Rouge Steel Company
Rouge Steel Company
3001 Miller Road
P.O. Box 1699
Dearborn, Michigan 48121-1699
Fax: (313) 323-2270
Sales: $1.13 billion (1989)
SICs: 3312 Blast Furnaces & Steel Mills; 3316 Cold-Finishing of Steel Shapes
The Rouge Steel Company began as an integral part of Henry Ford’s sprawling River Rouge automobile plant, built during the 1920s. The steelmaker remained a lucrative division of Ford until the early 1980s, when it lost profitability due to economic recession and a troubled U.S. auto market. In 1982 Ford Motor Company converted its steel division to form a wholly owned subsidiary. Sold to Marico Acquisition Corporation in 1989, Rouge Steel is currently the eighth-largest steelmaker in the United States, commanding five percent of the flat rolled domestic steel market with a steelmaking capacity of 3.2 million tons.
Rouge Steel grew out of Henry Ford’s vision of an industrial facility that would bring together the various elements of his automobile production process. Envisioning a manufacturing plant that would transform raw materials into completely finished products, he developed the world’s first vertically integrated factory complex.
In 1915 Ford stood on the Rouge’s future site and declared it the perfect site to integrate iron-making facilities with his moving assembly line: “It’s right here where we stand. Up in northern Michigan and Minnesota are great iron ore deposits. Down in Kentucky and West Virginia are huge deposits of soft coal. Here we stand, half way between, with water transportation to our door. You will look the whole country over but you won’t find a place that compares with this.” Ford began to acquire coal mines, and a battery of coking ovens were installed on the Rouge site. Coal was shipped into the Rouge by means of the Rouge River as well as by rail. The first of the Rouge’s giant furnaces—the largest of its kind in the world at that time—was finished in May 1920. Blast furnace “A” was blown in on its inaugural run when Ford’s grandson, two-and-a-half-year-old Henry II, struck a match to ignite the furnace’s coke charge. “B” blast furnace was added in 1922.
Steel was first made at the Rouge in 1923 with an electric furnace, and plans were made for furnaces with much greater production capacities. Ford, working with technical experts from the Morgan Construction Company of Worcester, Massachusetts, began developing large open hearth furnaces as well as blooming mills, rolling mills, and other steel-finishing equipment. Ford placed the development of the Rouge’s steel facilities in the charge of John Findlater, who developed them in cooperation with Philip Haglund and Harry Hanson. Two years later, the Rouge’s steel-making facilities were operational and the first“heat,” or batch, of steel was poured on June 21, 1926. In that year the Rouge produced 321,476 tons of ingot steel, and output was doubled within three years. By 1929 the manufacturing complex covered almost 1,200 acres of land, 350 of which were taken up by the Rouge’s steel-making facilities.

DATA SUPPLIED —
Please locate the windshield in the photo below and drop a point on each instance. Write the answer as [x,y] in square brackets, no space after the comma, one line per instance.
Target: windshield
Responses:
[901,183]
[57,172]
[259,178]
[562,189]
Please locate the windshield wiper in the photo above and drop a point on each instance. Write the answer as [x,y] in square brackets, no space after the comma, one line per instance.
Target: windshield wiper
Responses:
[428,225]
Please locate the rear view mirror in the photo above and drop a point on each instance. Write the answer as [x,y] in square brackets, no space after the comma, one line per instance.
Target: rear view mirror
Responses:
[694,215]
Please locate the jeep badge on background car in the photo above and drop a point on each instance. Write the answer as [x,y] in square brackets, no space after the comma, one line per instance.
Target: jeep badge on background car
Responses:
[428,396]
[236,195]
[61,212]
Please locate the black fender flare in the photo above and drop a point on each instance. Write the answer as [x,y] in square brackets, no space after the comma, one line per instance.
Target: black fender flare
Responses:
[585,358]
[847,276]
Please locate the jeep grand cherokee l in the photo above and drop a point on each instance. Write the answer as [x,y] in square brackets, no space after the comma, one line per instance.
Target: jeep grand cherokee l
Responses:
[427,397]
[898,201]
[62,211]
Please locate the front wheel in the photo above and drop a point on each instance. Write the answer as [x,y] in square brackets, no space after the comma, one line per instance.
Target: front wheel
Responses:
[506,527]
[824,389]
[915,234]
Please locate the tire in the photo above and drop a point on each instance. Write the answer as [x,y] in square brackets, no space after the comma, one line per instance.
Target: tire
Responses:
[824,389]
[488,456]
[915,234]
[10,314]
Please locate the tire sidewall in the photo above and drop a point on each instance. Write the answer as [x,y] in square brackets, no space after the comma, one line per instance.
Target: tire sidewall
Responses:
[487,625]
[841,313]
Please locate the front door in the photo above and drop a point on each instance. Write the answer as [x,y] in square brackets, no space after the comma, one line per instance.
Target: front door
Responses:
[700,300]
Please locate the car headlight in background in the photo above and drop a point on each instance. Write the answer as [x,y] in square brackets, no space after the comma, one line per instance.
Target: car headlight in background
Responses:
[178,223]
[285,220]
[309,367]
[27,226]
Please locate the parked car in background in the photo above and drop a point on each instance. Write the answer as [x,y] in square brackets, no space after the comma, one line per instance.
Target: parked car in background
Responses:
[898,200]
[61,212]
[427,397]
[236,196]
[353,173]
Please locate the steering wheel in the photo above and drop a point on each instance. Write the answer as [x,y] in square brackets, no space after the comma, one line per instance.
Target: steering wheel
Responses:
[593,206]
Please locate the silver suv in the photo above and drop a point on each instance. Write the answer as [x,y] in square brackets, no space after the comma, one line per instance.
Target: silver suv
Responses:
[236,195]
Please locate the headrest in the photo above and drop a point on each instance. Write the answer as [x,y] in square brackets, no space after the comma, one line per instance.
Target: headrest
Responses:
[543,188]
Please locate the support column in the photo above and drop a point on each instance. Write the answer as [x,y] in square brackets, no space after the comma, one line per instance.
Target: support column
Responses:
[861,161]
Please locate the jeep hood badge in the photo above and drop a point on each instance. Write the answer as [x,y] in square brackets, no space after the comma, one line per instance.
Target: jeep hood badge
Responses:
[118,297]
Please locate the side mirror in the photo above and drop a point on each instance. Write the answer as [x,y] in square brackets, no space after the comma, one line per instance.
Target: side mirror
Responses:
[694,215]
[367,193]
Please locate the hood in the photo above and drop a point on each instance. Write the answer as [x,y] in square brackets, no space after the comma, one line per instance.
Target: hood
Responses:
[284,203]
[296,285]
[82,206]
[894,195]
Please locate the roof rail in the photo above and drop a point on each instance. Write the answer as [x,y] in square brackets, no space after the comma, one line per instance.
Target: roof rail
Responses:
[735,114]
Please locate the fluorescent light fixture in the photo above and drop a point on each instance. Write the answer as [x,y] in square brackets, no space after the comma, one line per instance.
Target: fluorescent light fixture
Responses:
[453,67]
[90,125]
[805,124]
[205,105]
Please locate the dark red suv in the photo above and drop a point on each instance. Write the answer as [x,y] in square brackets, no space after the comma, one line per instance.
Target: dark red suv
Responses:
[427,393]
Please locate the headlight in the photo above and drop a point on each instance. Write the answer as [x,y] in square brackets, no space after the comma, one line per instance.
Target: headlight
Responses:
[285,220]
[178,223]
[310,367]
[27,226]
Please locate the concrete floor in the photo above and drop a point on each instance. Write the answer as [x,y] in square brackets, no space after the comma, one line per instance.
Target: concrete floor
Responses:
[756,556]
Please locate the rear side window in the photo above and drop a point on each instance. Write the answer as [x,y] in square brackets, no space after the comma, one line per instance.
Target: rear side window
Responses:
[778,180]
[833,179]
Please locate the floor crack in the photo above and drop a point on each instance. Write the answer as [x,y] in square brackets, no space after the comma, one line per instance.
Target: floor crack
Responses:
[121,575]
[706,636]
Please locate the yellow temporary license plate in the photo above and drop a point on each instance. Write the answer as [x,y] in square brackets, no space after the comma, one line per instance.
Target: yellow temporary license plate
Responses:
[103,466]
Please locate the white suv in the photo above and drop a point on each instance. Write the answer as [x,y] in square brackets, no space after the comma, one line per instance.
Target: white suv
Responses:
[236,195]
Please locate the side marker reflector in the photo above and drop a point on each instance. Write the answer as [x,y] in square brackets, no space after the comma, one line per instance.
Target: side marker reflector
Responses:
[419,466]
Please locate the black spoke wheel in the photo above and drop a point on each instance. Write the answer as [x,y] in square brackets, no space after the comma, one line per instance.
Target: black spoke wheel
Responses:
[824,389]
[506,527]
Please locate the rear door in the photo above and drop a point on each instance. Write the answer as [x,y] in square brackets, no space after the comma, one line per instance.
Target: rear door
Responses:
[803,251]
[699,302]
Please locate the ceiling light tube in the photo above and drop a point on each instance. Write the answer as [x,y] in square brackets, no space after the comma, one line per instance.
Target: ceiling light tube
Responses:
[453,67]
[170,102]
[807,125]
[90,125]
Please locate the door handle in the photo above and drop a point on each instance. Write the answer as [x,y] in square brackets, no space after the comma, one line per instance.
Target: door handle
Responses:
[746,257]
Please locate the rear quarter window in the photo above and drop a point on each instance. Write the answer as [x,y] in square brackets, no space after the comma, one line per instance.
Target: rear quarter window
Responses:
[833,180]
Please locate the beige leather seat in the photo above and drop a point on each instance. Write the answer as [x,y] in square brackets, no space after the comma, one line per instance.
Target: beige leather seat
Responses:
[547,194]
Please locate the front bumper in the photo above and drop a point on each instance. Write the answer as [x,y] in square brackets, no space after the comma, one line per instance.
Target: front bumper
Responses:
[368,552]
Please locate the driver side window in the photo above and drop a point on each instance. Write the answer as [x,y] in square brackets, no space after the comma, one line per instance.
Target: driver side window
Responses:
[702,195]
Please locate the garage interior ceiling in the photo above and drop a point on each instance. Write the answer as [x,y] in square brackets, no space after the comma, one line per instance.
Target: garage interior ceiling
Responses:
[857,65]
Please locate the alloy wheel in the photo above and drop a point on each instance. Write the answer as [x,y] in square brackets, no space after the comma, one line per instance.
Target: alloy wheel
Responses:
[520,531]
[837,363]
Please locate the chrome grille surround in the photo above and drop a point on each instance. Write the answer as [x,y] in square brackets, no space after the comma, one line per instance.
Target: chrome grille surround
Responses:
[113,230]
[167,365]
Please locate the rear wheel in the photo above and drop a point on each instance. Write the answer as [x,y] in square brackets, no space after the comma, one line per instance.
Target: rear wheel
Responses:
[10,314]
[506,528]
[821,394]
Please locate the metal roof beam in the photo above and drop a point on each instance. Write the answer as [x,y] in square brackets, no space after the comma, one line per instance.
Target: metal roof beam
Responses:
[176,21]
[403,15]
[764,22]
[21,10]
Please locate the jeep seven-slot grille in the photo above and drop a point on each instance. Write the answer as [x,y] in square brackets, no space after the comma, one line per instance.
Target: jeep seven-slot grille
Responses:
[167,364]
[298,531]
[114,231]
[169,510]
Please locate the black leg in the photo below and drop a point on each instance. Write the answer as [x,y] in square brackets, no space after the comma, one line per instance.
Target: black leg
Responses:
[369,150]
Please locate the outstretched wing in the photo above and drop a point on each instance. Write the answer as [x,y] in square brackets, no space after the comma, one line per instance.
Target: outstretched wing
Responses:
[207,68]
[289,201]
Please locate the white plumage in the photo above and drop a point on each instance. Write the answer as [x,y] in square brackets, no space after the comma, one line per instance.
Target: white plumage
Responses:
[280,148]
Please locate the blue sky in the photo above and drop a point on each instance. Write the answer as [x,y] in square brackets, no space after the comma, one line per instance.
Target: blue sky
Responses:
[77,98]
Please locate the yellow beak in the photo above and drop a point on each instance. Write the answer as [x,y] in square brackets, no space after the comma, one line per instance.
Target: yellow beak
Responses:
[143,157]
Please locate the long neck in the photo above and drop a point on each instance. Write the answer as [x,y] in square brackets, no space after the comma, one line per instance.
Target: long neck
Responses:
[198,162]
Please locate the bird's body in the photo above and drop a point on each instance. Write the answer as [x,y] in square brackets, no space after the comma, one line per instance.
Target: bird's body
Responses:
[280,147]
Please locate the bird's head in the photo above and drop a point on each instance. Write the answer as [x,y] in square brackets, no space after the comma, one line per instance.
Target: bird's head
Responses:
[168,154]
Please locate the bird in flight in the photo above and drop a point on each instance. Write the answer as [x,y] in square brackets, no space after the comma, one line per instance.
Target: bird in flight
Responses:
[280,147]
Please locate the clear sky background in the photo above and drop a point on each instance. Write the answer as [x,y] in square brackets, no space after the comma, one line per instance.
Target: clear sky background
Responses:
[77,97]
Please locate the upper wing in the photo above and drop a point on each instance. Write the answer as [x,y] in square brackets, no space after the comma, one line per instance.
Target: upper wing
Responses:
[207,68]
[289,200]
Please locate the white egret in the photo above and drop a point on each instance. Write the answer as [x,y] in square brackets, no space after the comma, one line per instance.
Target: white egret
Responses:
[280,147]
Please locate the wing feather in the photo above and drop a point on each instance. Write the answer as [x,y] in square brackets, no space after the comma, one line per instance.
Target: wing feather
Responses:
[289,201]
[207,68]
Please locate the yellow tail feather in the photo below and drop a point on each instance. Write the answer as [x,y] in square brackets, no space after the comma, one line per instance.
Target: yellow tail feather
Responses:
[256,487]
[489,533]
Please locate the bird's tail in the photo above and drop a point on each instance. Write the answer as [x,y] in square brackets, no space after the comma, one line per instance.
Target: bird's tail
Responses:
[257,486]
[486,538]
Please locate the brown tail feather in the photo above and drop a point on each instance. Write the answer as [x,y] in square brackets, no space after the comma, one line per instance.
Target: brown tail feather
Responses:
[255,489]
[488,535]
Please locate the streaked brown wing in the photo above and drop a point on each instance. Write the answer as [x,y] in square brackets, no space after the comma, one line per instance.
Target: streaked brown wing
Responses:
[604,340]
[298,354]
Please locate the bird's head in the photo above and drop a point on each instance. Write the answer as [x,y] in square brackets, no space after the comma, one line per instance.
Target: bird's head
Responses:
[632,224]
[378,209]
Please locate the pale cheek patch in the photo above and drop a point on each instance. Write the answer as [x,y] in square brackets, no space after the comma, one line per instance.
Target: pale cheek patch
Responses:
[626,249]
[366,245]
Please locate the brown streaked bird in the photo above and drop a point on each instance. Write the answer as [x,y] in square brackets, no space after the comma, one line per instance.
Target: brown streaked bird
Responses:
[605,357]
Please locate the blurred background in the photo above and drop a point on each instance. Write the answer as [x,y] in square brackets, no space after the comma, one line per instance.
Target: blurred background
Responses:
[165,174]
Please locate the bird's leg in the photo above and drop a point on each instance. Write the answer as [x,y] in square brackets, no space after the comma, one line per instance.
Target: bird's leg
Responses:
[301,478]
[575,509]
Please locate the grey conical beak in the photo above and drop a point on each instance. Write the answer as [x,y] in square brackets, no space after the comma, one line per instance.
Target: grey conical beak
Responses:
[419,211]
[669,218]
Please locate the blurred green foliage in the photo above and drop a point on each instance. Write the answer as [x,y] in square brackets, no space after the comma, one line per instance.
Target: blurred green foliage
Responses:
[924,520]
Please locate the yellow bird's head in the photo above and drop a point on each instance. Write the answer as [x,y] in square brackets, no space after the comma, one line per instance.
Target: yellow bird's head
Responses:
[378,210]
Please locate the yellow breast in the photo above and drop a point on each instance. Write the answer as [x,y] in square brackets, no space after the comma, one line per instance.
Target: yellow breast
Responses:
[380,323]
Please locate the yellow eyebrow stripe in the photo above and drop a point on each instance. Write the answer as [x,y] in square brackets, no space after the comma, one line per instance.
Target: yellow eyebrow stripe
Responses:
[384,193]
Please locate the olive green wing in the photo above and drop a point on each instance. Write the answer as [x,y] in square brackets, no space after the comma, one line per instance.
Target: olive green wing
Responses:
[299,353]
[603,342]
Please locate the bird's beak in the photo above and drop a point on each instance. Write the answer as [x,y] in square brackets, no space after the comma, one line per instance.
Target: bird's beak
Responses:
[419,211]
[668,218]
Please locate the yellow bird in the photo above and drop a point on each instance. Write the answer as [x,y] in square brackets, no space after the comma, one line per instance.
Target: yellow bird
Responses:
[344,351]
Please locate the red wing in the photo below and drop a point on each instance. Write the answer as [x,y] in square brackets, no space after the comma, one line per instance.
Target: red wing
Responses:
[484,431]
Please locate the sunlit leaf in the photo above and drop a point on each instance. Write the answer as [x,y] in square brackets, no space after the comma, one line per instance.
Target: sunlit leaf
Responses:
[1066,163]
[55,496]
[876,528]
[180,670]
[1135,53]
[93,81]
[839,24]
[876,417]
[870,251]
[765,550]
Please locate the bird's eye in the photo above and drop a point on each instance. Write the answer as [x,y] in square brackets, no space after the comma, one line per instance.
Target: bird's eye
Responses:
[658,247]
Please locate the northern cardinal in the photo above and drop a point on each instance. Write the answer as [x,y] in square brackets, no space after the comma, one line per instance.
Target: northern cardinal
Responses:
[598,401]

EXERCISES TO COMPLETE —
A: Using the Rouge Steel history, decide whether each statement agrees with it: (i) The first of the Rouge's giant furnaces was finished in May 1920. (ii) Rouge Steel was sold to Marico Acquisition Corporation in 1982. (iii) By 1929, the steel-making facilities took up 350 acres of the complex. For each one, answer yes or no and quote the words from the history that settle it.
B: Report every line of the listing that contains the string "tube", copying each line in full. Case counts.

SOLUTION LIST —
A:
(i) Yes: "The first of the Rouge’s giant furnaces—the largest of its kind in the world at that time—was finished in May 1920."
(ii) No: "Sold to Marico Acquisition Corporation in 1989"
(iii) Yes: "By 1929 the manufacturing complex covered almost 1,200 acres of land, 350 of which were taken up by the Rouge’s steel-making facilities."

B:
Please locate the ceiling light tube in the photo above and drop a point on each instance. Write the answer as [x,y] in square brackets, no space after the comma, one line per instance.
Target: ceiling light tube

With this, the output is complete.